DOCUMENT TEXT
As I recall, it was a Wednesday evening in 1972, the night we always had the Fellowship Dinner at First United Methodist. I went to the little two seat chapel on the second floor of the Pepper Building and prayed for god to do the same thing for me that he had done for my mom. I cried because I thought of my mom, how much I had always wanted her to really be my mom and that maybe now I’d really have a mom.

After the praying was finished, I waited for some change. Jesus was supposed to come into my heart, you see. I thought this was pretty profound and hoped that it didn’t hurt.

I waited for thirty years for some monumental change that never came. Neither with me or my mom.

Not long before we both got sucked into The Way, my brother was born. She devoted the rest of her life to him, and I devoted the rest of my life to finding someone else to love. After a lot of false positives, I finally found her in 1984 and eventually repaired things with my mother. I’m happy that I did.

WRITTEN INSTRUCTION 1
In the memoir passage, which building held the chapel where the narrator prayed?
WRITTEN INSTRUCTION 2
List every specific time reference in the memoir passage: each named day, year, or stated length of time.
WRITTEN INSTRUCTION 3
Carry on the memoir passage from its last sentence.
The records are separate material with no connection to the memoir passage.

Dataset items:
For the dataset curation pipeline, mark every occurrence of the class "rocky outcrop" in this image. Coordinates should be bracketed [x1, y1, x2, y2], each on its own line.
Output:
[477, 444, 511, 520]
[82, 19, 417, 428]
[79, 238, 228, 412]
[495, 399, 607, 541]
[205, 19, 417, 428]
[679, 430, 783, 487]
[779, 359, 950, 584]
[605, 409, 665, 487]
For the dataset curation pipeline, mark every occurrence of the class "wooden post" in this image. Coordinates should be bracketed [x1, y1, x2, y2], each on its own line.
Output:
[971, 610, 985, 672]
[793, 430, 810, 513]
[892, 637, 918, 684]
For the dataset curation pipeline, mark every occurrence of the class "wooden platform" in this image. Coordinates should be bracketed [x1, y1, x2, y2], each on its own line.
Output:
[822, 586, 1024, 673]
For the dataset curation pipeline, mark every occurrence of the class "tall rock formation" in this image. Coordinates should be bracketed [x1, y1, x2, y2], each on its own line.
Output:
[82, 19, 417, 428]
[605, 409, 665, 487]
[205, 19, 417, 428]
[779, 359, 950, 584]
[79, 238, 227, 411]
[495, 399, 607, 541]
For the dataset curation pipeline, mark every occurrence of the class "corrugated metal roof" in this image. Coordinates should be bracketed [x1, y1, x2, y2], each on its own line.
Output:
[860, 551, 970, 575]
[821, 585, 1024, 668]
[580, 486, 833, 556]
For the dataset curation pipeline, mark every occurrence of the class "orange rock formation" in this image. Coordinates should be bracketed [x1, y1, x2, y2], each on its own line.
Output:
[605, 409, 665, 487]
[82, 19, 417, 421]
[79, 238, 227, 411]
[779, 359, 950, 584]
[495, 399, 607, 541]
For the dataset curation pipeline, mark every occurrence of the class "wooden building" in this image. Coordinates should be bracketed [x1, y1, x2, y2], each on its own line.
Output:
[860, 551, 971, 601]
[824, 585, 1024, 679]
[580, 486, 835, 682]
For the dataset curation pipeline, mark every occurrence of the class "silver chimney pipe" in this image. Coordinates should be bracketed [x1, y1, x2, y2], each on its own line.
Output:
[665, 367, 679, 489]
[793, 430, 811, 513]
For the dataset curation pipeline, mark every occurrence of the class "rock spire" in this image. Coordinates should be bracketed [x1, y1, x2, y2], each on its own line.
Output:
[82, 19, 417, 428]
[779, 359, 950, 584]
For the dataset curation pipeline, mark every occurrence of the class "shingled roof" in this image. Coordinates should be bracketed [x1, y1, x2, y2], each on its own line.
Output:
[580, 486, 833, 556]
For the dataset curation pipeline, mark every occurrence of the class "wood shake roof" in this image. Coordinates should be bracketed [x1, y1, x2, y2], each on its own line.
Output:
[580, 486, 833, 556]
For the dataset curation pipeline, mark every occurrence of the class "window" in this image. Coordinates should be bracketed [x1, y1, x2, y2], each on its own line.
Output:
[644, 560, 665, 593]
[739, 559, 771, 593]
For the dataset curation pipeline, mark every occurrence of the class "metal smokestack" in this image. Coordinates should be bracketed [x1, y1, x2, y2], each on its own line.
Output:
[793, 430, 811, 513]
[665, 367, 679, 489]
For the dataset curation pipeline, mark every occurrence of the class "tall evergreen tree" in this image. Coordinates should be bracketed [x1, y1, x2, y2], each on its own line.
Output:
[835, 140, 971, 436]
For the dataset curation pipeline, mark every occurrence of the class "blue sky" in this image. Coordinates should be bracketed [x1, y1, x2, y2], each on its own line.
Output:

EXPECTED ANSWER 1
The Pepper Building.

EXPECTED ANSWER 2
Wednesday (evening), 1972, thirty years, 1984

EXPECTED ANSWER 3
But back to my grandmother, affectionately known as “mawmaw.” As a child, she was my everything. She bought all my clothes. Taught me how to play piano. Taught me how to read and my multiplication tables. She schooled me in table manners and taught me to appreciate theater, Bach and Brahms. She instilled in me the belief that you should always do your best, dress nicely, open doors for people and always say “thank you.” She taught me to write thank-you notes.

She took me to fancy restaurants with her friends, and we always went to Britling’s Cafeteria after church. I remember Mr. and Mrs. Fox were always there, and it was a big highlight to see them, because they always gave me a dollar.

My grandfather died in ’61, and my mother confessed that she essentially just handed me off to my grandmother when I was born. We were there for one another, and no matter how bad I was, she loved me more than anything on the planet. I loved her, too.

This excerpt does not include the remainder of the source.